# start of Quoted text

A career diplomat who retired in 1980 as undersecretary of state for political affairs because of a history of heart attacks, Habib was sent by Reagan as a special emissary to the Middle East in 1981 to try to lessen the growing tension then along the Lebanese-Israeli border.

Habib helped bring about an unofficial ceasefire between Israel and the Palestinian terrorists shelling Israel from across the Lebanese border.

In July 1982, after Israel’s incursion into Lebanon, Habib, who was of Lebanese extraction, was in Lebanon and worked successfully to get the Palestine Liberation Organization out of Beirut and eventually out of the country.

In November 1982, Reagan put Habib in charge of overall Middle East peace negotiations and of U.S. efforts to get Israeli, Syrian and Palestinian forces out of Lebanon.

Habib, who was known for his fairness and ability to maintain diplomatic confidentiality, helped shape the ill-fated peace agreement between Israel and Lebanon, which collapsed when Syria refused to go along.

In 1983, he became a senior fellow at the American Enterprise Institute in Washington.

Also that year, he was presented the Covenant of Peace Award by the Synagogue Council of America.

In 1986, President Reagan sent Habib to the Philippines following the disputed election results in the contest between President Ferdinand Marcos and Corazon Aquino.

In 1987, Habib quit his post as Reagan’s special envoy to Central America following rumors he was unhappy with the president’s failure to give him a major role in working out a regional peace settlement.

The son of a grocer, Habib was born Feb. 15, 1920 in New York and raised in a Jewish neighborhood of Brooklyn. He would later recall being a “Shabbes goy” who would turn lights on and off on the Sabbath in Jewish homes.

Despite his years as a diplomat, he never lost his Brooklyn accent.

# end of Quoted text
# start of Entries provided

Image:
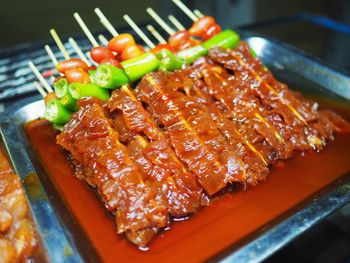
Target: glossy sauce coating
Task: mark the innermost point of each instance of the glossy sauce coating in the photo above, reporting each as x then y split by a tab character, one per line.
17	234
226	221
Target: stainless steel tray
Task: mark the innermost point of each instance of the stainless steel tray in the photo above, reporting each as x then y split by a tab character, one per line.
64	241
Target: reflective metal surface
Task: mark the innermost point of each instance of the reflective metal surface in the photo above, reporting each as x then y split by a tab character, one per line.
58	230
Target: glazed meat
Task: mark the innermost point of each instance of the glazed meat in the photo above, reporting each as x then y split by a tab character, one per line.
179	139
151	150
17	234
138	206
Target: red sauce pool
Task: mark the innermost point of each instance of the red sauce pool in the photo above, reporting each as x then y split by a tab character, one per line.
227	221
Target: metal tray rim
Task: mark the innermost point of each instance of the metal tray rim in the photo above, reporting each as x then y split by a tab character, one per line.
271	239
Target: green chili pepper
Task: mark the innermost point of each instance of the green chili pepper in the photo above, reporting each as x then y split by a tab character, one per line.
109	77
253	52
227	39
61	87
189	55
92	74
57	126
69	102
55	112
168	60
78	90
139	66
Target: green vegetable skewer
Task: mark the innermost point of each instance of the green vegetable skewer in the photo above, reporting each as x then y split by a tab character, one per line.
227	39
78	90
55	112
109	77
139	66
61	87
69	102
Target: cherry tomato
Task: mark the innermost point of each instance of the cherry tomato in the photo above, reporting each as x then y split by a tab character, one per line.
100	53
160	47
91	68
211	31
57	79
111	61
120	42
179	39
131	52
71	64
141	48
77	76
201	25
49	97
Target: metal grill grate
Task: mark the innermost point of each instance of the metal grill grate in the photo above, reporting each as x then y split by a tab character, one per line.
16	78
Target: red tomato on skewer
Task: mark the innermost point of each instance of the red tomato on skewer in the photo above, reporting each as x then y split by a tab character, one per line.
120	42
77	75
71	63
100	53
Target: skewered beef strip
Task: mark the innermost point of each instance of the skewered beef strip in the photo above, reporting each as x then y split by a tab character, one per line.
192	133
256	168
139	207
147	151
281	106
155	157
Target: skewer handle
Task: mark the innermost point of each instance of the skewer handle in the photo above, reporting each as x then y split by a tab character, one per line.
40	89
198	13
40	77
176	23
51	55
59	43
160	21
77	50
103	40
156	34
105	22
138	31
85	29
186	10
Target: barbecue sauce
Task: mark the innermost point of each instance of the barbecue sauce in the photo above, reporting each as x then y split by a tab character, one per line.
228	220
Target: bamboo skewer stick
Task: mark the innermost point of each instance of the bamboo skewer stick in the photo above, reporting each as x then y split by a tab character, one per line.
105	22
85	29
40	77
186	10
51	55
198	13
160	21
176	23
40	89
156	34
59	43
77	50
103	40
138	31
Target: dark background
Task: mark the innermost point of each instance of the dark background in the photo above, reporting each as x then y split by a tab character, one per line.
30	21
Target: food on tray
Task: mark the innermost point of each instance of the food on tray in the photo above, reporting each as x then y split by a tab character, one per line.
159	134
17	235
165	148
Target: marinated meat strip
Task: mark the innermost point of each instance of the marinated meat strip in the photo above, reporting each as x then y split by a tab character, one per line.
17	234
192	133
256	167
139	208
178	138
243	107
154	154
291	116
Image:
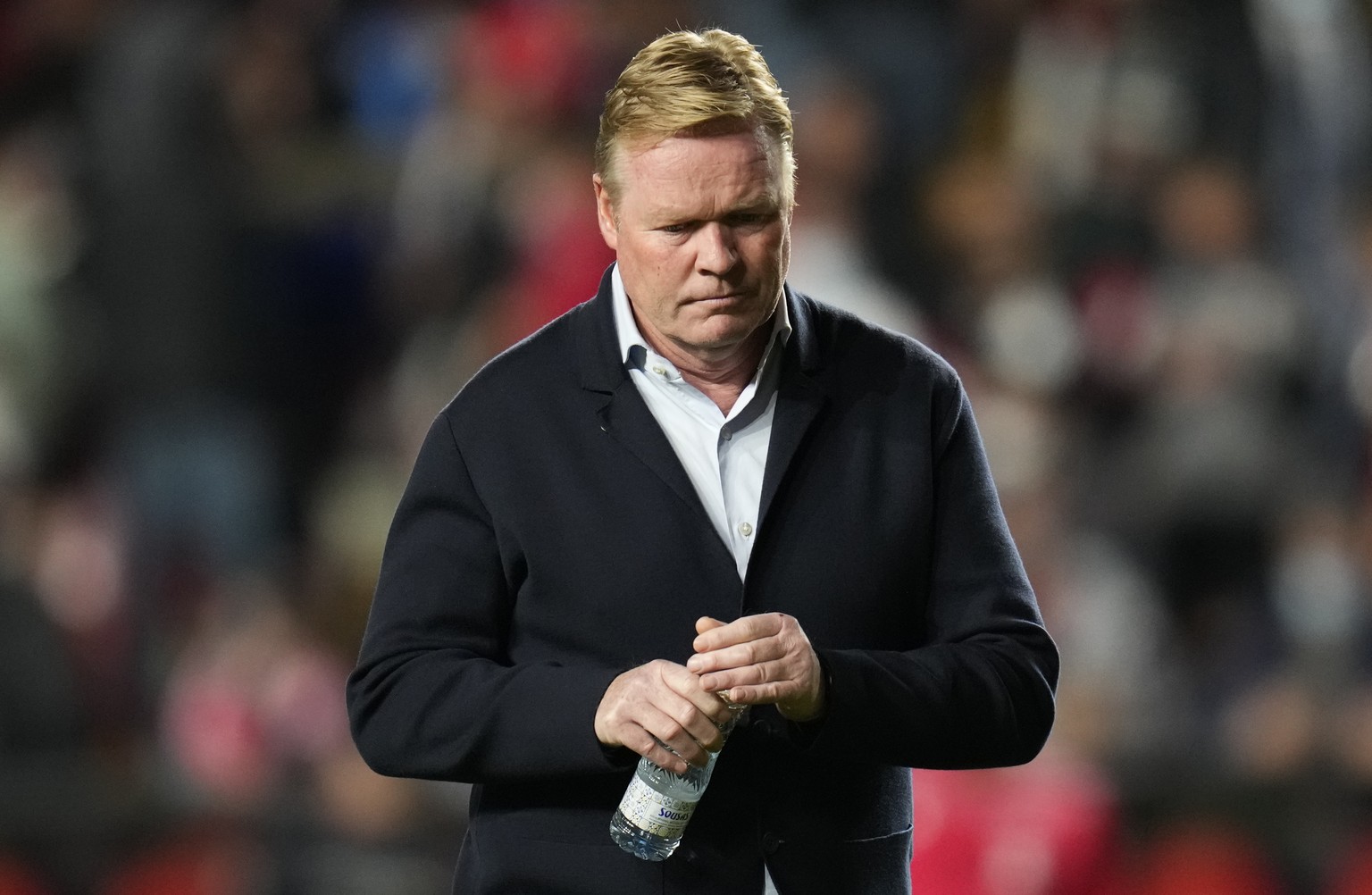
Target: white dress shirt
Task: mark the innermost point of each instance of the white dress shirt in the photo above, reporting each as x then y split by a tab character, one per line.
724	455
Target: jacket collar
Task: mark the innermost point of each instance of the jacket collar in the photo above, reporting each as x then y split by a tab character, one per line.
597	340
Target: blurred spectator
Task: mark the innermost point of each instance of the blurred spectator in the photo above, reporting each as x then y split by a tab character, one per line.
829	253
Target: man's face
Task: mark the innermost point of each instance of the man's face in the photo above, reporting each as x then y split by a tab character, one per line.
703	240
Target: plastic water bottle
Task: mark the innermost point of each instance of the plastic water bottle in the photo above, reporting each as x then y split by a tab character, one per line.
657	805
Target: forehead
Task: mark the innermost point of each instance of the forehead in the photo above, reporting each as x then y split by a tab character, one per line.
685	171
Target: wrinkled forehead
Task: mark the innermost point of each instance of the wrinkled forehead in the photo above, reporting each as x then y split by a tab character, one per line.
774	151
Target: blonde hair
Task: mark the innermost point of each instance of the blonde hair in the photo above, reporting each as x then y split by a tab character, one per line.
694	84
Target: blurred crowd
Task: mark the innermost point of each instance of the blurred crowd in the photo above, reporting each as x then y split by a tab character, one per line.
250	247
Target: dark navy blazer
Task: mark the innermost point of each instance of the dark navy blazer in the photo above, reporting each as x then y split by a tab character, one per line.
549	540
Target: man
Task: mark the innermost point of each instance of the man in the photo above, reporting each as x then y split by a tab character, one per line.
700	485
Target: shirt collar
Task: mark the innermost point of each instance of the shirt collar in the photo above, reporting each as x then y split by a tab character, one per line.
632	347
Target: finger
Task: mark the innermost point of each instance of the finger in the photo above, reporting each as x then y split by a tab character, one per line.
707	710
737	632
736	657
707	623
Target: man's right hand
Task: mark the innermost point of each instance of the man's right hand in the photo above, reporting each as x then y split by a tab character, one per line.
665	700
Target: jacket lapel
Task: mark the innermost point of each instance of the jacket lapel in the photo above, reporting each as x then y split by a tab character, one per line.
799	401
622	412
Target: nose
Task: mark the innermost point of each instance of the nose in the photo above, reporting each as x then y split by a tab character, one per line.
716	252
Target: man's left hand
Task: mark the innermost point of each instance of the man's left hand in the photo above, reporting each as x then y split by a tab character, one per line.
760	659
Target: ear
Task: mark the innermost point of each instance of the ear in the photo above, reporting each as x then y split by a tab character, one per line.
606	213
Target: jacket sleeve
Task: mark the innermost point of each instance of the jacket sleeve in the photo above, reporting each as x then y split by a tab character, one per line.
434	693
980	690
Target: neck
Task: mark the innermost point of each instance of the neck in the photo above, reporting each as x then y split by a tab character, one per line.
719	376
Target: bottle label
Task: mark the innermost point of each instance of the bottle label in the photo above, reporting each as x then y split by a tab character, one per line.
650	810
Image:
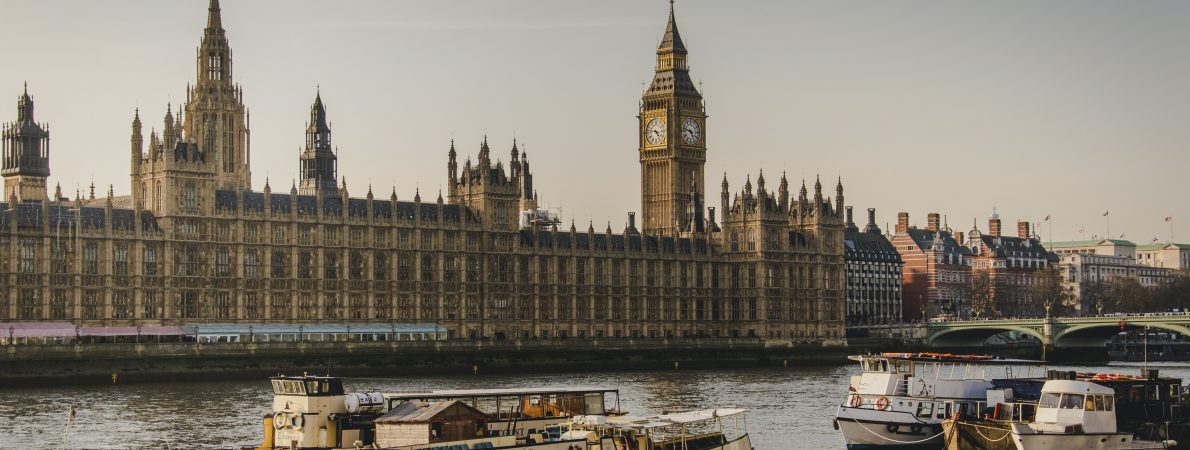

# end of Entries provided

** List of tasks **
[1] Reproduce the passage about Habib word for word.
[2] Write out the listing from the line containing "Target: man's right hand" through the end of the listing, with both ends included and the pictures left out.
The passage about Habib and the listing have nothing to do with each other.

** Task-by-task solutions **
[1]
A career diplomat who retired in 1980 as undersecretary of state for political affairs because of a history of heart attacks, Habib was sent by Reagan as a special emissary to the Middle East in 1981 to try to lessen the growing tension then along the Lebanese-Israeli border.

Habib helped bring about an unofficial ceasefire between Israel and the Palestinian terrorists shelling Israel from across the Lebanese border.

In July 1982, after Israel’s incursion into Lebanon, Habib, who was of Lebanese extraction, was in Lebanon and worked successfully to get the Palestine Liberation Organization out of Beirut and eventually out of the country.

In November 1982, Reagan put Habib in charge of overall Middle East peace negotiations and of U.S. efforts to get Israeli, Syrian and Palestinian forces out of Lebanon.

Habib, who was known for his fairness and ability to maintain diplomatic confidentiality, helped shape the ill-fated peace agreement between Israel and Lebanon, which collapsed when Syria refused to go along.

In 1983, he became a senior fellow at the American Enterprise Institute in Washington.

Also that year, he was presented the Covenant of Peace Award by the Synagogue Council of America.

In 1986, President Reagan sent Habib to the Philippines following the disputed election results in the contest between President Ferdinand Marcos and Corazon Aquino.

In 1987, Habib quit his post as Reagan’s special envoy to Central America following rumors he was unhappy with the president’s failure to give him a major role in working out a regional peace settlement.

The son of a grocer, Habib was born Feb. 15, 1920 in New York and raised in a Jewish neighborhood of Brooklyn. He would later recall being a “Shabbes goy” who would turn lights on and off on the Sabbath in Jewish homes.

Despite his years as a diplomat, he never lost his Brooklyn accent.

[2]
Target: man's right hand
Task: mark the innermost point of each instance of the man's right hand in the photo above, reporting each as x then y split by a tab character, one per line.
665	700
Target: jacket lapel
Task: mark the innermost point of each instance of the jacket lapel in the photo above, reporting each as x then y split by a tab character, one per line.
799	401
622	412
Target: nose
Task: mark the innermost point of each instance of the nose in the photo above, reporting each as x then y split by a tab character, one per line.
716	252
Target: man's left hand
Task: mark the innermost point of each instance of the man's left hand in the photo above, reporting each as x then y split by a tab character, one per line.
760	659
Target: ear
Task: mark the innermost point of each instance of the ear in the photo above, reporting each as x then y split by a tab character, one per line.
606	213
Target: jacket sleeve
Task: mark the innermost point of each instance of the jacket sleeve in the photo above, reporting each as x then y split by a tab character, one per line.
434	693
980	690
Target: neck
Task: mark the innermost point of each instance of the neck in the photo above, reporting each as x then y split by a tab character, one per line.
719	376
Target: bottle label
Task: mark the innermost point of each instance of the bottle label in the photo above, reporting each as x then y split by a tab character, one per line.
650	810
Image:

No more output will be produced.